EXTRACTED DATA:
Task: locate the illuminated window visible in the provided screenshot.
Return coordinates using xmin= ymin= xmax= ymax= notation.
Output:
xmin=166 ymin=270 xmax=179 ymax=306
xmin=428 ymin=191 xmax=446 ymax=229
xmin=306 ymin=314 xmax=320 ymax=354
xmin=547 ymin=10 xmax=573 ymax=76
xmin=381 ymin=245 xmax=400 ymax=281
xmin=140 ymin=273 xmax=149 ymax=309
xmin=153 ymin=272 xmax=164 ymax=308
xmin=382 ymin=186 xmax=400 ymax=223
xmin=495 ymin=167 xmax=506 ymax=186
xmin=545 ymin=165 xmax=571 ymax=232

SET TASK: Please show every line of the material above that contains the string "ymax". Case counts.

SOLUTION FOR THIS TASK:
Return coordinates using xmin= ymin= xmax= ymax= notation.
xmin=166 ymin=270 xmax=179 ymax=306
xmin=428 ymin=191 xmax=446 ymax=229
xmin=306 ymin=314 xmax=320 ymax=354
xmin=547 ymin=10 xmax=573 ymax=76
xmin=381 ymin=245 xmax=400 ymax=281
xmin=140 ymin=273 xmax=149 ymax=309
xmin=153 ymin=272 xmax=164 ymax=308
xmin=382 ymin=186 xmax=400 ymax=223
xmin=495 ymin=167 xmax=506 ymax=186
xmin=545 ymin=165 xmax=571 ymax=232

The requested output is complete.